GIVEN PASSAGE

CSci 4061: Introduction to Operating Systems
Spring 2024
Project #2: Enhanced Autograder
Instructor: Jon Weissman
Due: 3/20 Midnight
Intermediate Due: 3/15 Midnight
1. Objective
In this project you will extend/enhance your autograder is a number of ways. You will use 1) pipes
(pipe) to communicate information between the autograder and its children (executables), 2) use I/O
redirection (dup2) and random I/O (*seek), 3) use message-passing queues to implement a different
style of execution (msgget, msgsnd, msgrcv, and msgctl), and use alarms to implement true timeouts to detect infinite/blocked cases (alarm, sigaction, setitimer, and sigfillset). You will
also find several string functions handy (sprintf, strchr, strrchr, strlen), as well as
several I/O functions (unlink, getline, fgets, fseek). Read up on all of these system calls.
To simplify matters, we will remove the ‘slow’ event, so only correct, incorrect, crashed, infinite, or
blocked are detected. You will also determine the value of B (batch size) at runtime by setting it to the
CPU count, which you can use /proc/cpuinfo to obtain. Specifically, count the number of times
processor occurs in the file (implement your code for this in the get_batch_size() function in src/
utils.c). This means that the new autograder will not take B as a command-line argument. Instead, it 1
will take in the directory containing the executables to be graded as the 1st argument. The new usage
will look like the following: “./autograder <testdir> <p1> <p2> … <pn>”.
We have provided quite a bit of useful code in utils.h/utils.c that you can use (or ignore). Either way,
there are a few functions that you must fill in within utils.c.
Constraint 1: please try to run your tests on a lightly-loaded machine if possible (type uptime at
the shell to get the CPU load; if it is high, wait or pick another machine).
Constraint 2: you must cleanup any infinite/blocked processes, both within your program
automatically, but also outside your program at the shell in the event of errors. You can use “ps -u
<your_x500>” and “pkill -9 <exe_name>” to kill lingering processes. The pkill function actually
allows pattern matching, so you might find the following command useful: pkill -9 “sol_*”.

EXERCISE OBJECTIVE
Continue the autograder project description above, starting right after its last sentence.

ENTRIES PROVIDED
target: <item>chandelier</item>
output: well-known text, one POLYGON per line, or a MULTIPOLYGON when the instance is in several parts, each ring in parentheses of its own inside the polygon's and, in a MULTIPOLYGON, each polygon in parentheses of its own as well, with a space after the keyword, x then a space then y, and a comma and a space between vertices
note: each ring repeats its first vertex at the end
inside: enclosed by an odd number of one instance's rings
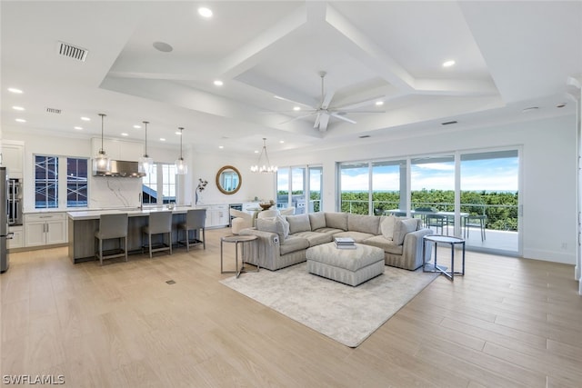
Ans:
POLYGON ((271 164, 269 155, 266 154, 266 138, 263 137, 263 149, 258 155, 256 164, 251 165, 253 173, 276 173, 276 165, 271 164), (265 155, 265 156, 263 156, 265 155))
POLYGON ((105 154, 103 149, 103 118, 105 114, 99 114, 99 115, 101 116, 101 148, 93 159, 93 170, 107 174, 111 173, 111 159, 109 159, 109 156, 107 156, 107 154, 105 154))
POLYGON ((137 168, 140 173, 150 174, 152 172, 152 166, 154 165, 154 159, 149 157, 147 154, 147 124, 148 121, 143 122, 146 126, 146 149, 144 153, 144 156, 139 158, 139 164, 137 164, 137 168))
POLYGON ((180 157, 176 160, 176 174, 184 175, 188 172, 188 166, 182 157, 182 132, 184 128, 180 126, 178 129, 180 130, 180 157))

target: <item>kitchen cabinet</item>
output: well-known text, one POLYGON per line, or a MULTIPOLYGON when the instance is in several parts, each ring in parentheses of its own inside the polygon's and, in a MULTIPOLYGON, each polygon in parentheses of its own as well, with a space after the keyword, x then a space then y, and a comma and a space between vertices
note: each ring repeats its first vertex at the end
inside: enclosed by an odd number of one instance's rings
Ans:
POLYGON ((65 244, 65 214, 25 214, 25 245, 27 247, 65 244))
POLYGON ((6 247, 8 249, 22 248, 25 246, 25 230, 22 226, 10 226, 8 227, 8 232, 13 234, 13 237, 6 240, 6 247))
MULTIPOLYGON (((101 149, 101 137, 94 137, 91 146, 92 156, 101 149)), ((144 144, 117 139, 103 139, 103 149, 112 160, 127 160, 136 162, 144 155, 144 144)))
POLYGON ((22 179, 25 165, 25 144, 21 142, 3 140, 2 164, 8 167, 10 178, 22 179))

---

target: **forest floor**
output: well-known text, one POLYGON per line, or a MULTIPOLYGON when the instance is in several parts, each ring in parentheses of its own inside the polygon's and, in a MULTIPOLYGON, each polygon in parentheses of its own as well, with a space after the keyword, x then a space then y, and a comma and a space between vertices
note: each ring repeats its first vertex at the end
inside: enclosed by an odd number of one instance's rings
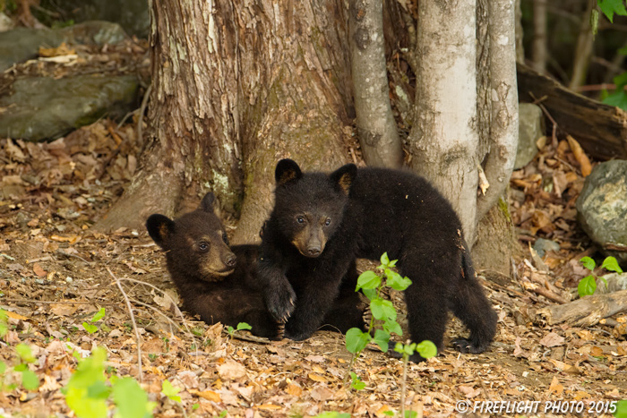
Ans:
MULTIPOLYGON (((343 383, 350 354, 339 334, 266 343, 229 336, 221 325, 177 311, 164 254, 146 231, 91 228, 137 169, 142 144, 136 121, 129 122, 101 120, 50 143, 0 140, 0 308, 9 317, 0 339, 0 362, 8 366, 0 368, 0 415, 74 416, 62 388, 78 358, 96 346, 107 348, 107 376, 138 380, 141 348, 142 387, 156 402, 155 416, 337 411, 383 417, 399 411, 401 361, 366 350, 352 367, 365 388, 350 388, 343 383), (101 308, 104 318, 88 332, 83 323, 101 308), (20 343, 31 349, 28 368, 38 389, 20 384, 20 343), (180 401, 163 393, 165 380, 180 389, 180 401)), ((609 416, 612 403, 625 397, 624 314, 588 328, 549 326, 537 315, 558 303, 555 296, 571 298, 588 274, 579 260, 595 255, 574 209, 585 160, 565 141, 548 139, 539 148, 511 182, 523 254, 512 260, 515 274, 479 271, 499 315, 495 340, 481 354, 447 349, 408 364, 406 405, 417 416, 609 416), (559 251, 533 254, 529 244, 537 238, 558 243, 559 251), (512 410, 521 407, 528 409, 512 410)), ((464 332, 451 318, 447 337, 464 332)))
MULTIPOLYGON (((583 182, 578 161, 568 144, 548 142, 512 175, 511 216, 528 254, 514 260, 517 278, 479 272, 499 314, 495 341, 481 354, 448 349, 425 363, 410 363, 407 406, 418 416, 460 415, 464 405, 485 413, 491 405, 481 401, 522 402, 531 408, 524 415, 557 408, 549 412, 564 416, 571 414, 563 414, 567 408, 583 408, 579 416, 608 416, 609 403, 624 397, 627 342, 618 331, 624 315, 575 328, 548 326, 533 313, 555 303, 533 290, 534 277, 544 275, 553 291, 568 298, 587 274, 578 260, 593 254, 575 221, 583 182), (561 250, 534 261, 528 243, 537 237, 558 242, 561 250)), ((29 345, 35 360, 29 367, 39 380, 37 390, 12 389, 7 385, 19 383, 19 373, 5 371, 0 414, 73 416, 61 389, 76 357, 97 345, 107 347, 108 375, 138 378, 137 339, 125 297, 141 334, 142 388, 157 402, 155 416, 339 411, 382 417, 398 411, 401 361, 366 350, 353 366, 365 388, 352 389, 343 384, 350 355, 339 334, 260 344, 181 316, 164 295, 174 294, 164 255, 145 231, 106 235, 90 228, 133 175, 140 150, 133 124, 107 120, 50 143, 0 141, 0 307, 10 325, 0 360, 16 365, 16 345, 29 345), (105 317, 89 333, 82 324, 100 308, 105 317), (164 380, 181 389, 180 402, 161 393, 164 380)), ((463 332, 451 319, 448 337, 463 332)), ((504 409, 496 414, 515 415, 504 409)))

OUTPUT FOR THIS EXERCISE
Some source code, object code, and test cases will be provided as needed in a downloadable tar file
from Canvas. You may use your own P1 solution as a starting point or our solution.
2. Changing the way information is passed
You will make several changes to your autograder solution. In P2, you will not only modify the
autograder but the template code as well.
Change 1: the current template returned the answer using a return statement. The answer was
limited to 8 bits or 0 .. 255 due to system call restrictions. This could be limiting in a “real” autograder
where the actual answer may far exceed 8 bit values that would be returned. To fix this, you will modify
the template to output its answer to STDOUT. You will also modify the autograder to redirect the
child’s STDOUT to a file named output/<executable_name>.<parameter> (e.g. output/sol.4). To
do this you will use dup2 in the autograder. Be careful to open the file with write access, and call
dup2 in the child only. Once the autograder gets an answer from each child by reading the output file
(or determines an issue with the child), it should remove the output files in the batch using: int
unlink(const char *pathname), e.g. unlink (“output/sol.4”).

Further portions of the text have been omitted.